TASK DESCRIPTION
List every row below that contains the word "tusk", copying each such row in full. Matching is case-sensitive.

PROVIDED DATA
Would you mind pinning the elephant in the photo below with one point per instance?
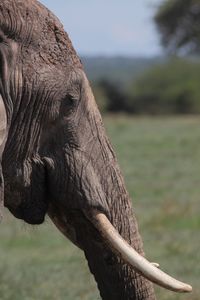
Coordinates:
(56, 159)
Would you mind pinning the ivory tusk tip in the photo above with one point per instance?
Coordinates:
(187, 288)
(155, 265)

==

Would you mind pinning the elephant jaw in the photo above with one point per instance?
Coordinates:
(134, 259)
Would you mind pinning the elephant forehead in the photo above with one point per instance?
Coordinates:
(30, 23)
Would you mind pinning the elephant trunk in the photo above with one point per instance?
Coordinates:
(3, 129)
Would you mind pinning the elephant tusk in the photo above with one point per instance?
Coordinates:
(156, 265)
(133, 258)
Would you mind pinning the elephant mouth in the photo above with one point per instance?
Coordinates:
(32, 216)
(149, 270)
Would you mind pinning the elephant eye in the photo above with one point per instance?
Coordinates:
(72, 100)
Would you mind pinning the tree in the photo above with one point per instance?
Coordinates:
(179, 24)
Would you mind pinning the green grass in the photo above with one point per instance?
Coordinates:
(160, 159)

RESPONSE TO THE EXERCISE
Would you mind pinning the ivory tusk tip in the photo above with one point per instance?
Would you mind pinning the elephant tusk in the photo above with one point per instance?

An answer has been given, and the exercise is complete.